### Excerpt

**********

In January 2023, Lee had withdrawn from the drama due to scheduling conflicts with the ongoing production of the second and final seasons of Sweet Home. Studio Dragon clarified that Lee was only being considered and had not been officially confirmed as director of the series. The next month, Shim Na-yeon was expected to take on the role of director but decided not to take part after discussions. In December 2023, Lee Jung-hyo had been confirmed to direct the series after production delays, marking his return to the thriller genre in six years since the 2018 OCN drama Life on Mars. Production H would also be producing the series.

In July 2024, Netflix announced that the production began and they would distribute the series globally on their platform.

=== Casting ===
In August 2022, Song Hye-kyo and Han So-hee were both in talks to star in the drama, and each of their respective agencies had confirmed that the project was under consideration. In May 2023, both actors decided to withdraw from the series due to creative differences with the production team.

**********

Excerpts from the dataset
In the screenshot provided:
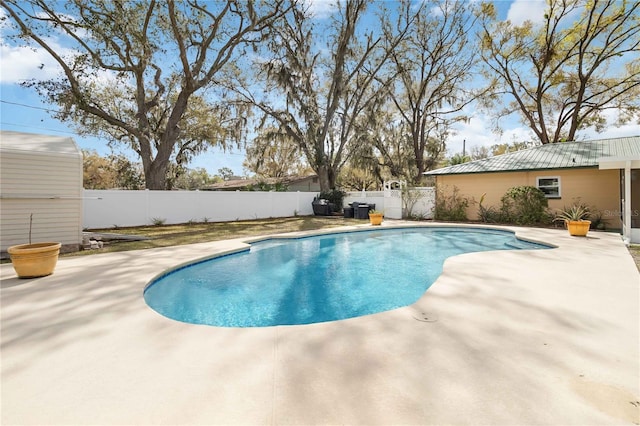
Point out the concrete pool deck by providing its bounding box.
[0,221,640,425]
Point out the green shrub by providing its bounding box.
[500,186,550,225]
[435,186,472,222]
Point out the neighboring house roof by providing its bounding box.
[202,175,317,191]
[424,136,640,175]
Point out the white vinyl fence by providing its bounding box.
[344,185,436,219]
[82,188,435,229]
[82,190,318,229]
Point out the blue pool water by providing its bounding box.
[144,228,548,327]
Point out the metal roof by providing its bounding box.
[424,136,640,175]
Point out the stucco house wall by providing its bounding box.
[436,168,620,228]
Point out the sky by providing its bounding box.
[0,0,640,176]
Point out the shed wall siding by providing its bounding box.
[437,169,620,228]
[0,145,82,251]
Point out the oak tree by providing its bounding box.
[481,0,640,144]
[0,0,285,189]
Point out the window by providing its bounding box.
[536,176,560,198]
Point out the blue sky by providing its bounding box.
[0,0,640,175]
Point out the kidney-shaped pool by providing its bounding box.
[144,227,550,327]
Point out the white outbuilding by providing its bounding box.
[0,131,82,252]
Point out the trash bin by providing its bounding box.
[354,204,369,219]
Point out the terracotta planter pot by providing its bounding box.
[369,213,382,225]
[566,220,591,237]
[7,243,61,278]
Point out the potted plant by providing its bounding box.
[7,213,62,278]
[558,204,591,237]
[369,210,383,225]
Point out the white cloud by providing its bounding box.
[304,0,338,19]
[507,0,547,25]
[447,109,640,155]
[0,42,62,84]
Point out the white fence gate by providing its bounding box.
[344,181,436,219]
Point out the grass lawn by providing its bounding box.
[68,216,369,257]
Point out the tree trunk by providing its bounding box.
[144,158,168,191]
[318,165,334,192]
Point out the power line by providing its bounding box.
[0,121,78,137]
[0,100,60,112]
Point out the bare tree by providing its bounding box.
[0,0,285,189]
[481,0,640,144]
[243,127,309,178]
[234,0,404,191]
[371,0,478,183]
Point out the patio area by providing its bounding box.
[0,221,640,425]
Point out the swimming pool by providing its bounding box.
[144,227,549,327]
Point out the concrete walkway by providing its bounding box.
[0,222,640,425]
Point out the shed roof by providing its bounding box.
[424,136,640,175]
[0,130,82,156]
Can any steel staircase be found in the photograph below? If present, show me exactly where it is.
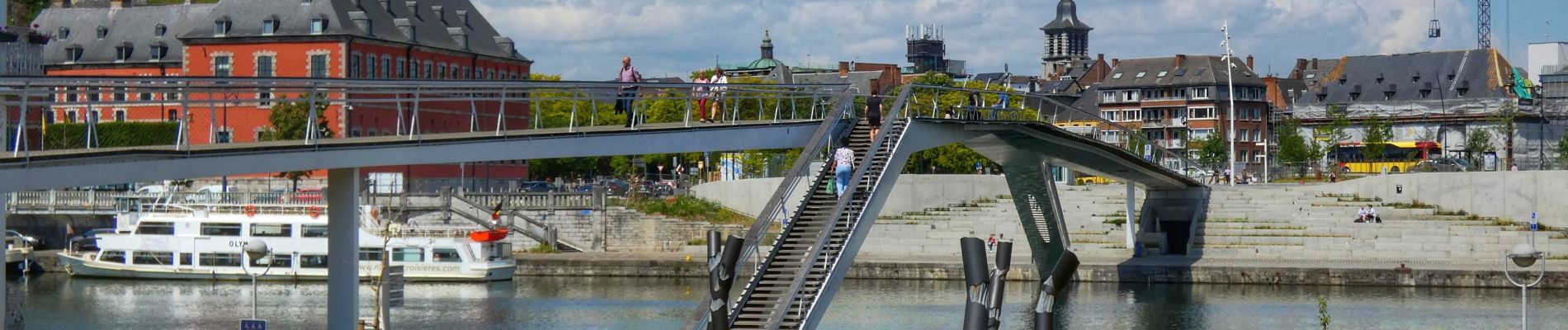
[732,120,906,328]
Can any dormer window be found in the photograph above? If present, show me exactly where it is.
[66,45,82,63]
[262,17,277,36]
[212,17,234,36]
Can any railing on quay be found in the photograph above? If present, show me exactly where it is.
[0,77,848,164]
[902,84,1202,173]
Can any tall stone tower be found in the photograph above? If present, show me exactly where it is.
[1040,0,1094,77]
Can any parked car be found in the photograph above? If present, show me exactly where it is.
[71,229,115,250]
[1410,158,1471,172]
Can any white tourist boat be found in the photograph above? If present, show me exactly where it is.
[59,203,517,281]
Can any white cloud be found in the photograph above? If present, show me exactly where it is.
[477,0,1476,80]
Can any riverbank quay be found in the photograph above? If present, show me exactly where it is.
[517,253,1568,290]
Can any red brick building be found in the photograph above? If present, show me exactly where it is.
[35,0,533,178]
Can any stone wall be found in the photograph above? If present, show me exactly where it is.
[1317,171,1568,229]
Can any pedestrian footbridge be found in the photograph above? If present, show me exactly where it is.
[0,77,1207,328]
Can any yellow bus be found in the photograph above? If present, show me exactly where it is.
[1328,141,1443,173]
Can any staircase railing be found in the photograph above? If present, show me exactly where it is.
[687,89,855,330]
[767,86,913,328]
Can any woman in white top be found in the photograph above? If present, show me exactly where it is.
[833,141,855,196]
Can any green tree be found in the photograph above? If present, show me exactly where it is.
[262,97,333,191]
[1465,128,1498,166]
[1361,117,1394,159]
[1275,117,1315,177]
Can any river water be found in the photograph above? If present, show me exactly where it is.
[11,274,1568,330]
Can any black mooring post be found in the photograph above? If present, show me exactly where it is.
[986,243,1013,330]
[958,238,989,330]
[1035,250,1077,330]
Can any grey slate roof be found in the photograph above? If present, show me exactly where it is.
[1101,54,1263,89]
[33,5,213,64]
[1296,50,1514,105]
[181,0,528,61]
[1040,0,1094,31]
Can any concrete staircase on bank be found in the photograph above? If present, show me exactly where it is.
[1190,187,1568,262]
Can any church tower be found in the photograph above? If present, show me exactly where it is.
[1040,0,1094,77]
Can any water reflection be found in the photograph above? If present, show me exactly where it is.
[12,274,1568,330]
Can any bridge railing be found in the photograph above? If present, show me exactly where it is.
[0,77,848,159]
[902,84,1204,177]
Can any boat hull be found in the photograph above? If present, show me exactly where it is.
[58,253,517,281]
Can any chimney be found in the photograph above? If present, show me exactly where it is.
[348,11,376,36]
[447,28,469,50]
[495,36,517,53]
[392,19,414,42]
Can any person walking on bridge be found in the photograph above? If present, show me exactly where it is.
[833,139,855,196]
[615,56,643,128]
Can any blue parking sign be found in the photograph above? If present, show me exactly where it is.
[240,319,267,330]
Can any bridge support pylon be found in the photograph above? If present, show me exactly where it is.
[326,169,359,330]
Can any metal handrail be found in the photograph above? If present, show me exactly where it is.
[767,86,913,328]
[688,84,853,328]
[906,84,1201,172]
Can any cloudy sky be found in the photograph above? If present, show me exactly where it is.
[475,0,1568,80]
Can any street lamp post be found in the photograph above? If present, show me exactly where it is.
[1220,22,1235,186]
[1502,238,1546,328]
[240,238,273,319]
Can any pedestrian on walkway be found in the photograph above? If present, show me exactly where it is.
[707,68,730,122]
[833,139,855,196]
[615,56,643,128]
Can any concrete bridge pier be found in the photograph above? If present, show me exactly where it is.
[328,167,359,330]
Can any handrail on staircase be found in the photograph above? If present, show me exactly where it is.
[767,86,913,328]
[687,89,855,330]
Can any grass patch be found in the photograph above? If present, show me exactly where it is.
[528,244,561,253]
[626,196,758,225]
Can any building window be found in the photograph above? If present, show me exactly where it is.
[310,54,331,78]
[262,19,277,36]
[212,54,234,77]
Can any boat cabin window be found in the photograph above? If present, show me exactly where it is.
[430,248,463,262]
[136,220,174,234]
[251,224,293,238]
[300,255,326,267]
[300,225,326,238]
[130,250,174,266]
[359,248,381,262]
[99,250,125,264]
[201,253,240,267]
[392,248,425,262]
[251,255,293,267]
[201,224,240,236]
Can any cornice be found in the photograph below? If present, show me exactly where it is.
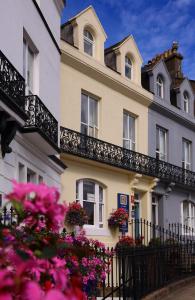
[61,41,153,107]
[54,0,66,15]
[150,101,195,130]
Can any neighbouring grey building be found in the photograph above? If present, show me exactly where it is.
[142,43,195,228]
[0,0,65,207]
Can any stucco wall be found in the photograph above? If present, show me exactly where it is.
[148,109,195,170]
[61,155,151,246]
[0,133,61,198]
[61,45,151,154]
[154,184,195,228]
[0,0,60,119]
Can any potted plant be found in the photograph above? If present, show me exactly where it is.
[65,201,88,227]
[108,208,129,228]
[116,235,136,250]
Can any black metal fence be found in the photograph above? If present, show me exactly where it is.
[60,127,195,188]
[0,207,195,300]
[97,242,195,300]
[24,95,58,145]
[129,219,195,246]
[0,50,25,111]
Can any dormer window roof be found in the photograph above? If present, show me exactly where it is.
[183,91,189,113]
[125,56,133,79]
[83,29,94,56]
[156,75,164,99]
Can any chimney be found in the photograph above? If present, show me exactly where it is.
[165,42,183,80]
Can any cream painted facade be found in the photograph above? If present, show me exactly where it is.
[61,7,156,245]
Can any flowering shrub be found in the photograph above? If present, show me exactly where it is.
[108,208,129,227]
[116,235,144,250]
[0,183,111,300]
[116,236,135,249]
[65,202,88,226]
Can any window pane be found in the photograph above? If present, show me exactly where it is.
[81,94,88,124]
[123,140,130,149]
[81,124,88,135]
[99,204,104,223]
[89,98,97,126]
[125,65,131,79]
[27,169,36,183]
[83,201,94,225]
[23,40,26,79]
[83,181,95,201]
[84,30,93,41]
[27,48,34,92]
[129,116,135,141]
[76,181,79,200]
[123,114,128,139]
[99,186,103,203]
[84,39,93,56]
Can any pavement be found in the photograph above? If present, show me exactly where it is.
[163,282,195,300]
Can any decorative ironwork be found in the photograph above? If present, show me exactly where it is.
[60,127,195,187]
[0,51,25,110]
[25,95,58,145]
[0,111,18,158]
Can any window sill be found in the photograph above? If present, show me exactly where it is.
[83,225,110,236]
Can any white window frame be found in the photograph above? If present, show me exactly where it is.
[23,37,35,95]
[81,92,99,138]
[182,138,192,170]
[125,55,133,79]
[132,192,142,219]
[83,29,95,57]
[123,111,136,151]
[76,179,105,229]
[183,92,189,114]
[156,125,168,161]
[156,75,164,99]
[17,159,46,184]
[0,192,3,209]
[151,195,159,225]
[181,200,195,234]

**********

### Prompt 1
In the passage on the drama's production, who was confirmed in December 2023 to direct the series?
### Prompt 2
Please carry on the passage on the drama's production, picking up after its last sentence.

### Written reply 1
Lee Jung-hyo.

### Written reply 2
In December 2023, Jeon Do-yeon was cast as the new lead actor. The next month, Kim Ji-won was reportedly in final talks but decided to not join. On January 17, it was reported that Kim Go-eun has been cast, marking Kim and Jeon's second collaboration since the 2015 film Memories of the Sword.

In April 2024, Park Hae-soo was reportedly cast as the male lead. Both Park and Jeon also collaborated in the play The Cherry Orchard at LG Art Center Seoul. In June 2024, both Jin Seon-kyu and Choi Young-joon joined the cast.

In January 2025, Nam Da-reum has been cast to appear.

== Release ==
In February 2025, Netflix revealed that The Price of Confession is part of the 2025 lineup of Korean films and television series, and was scheduled to be released at the fourth quarter of 2025. In November 2025, Netflix confirmed the release date of the series to be December 5, 2025.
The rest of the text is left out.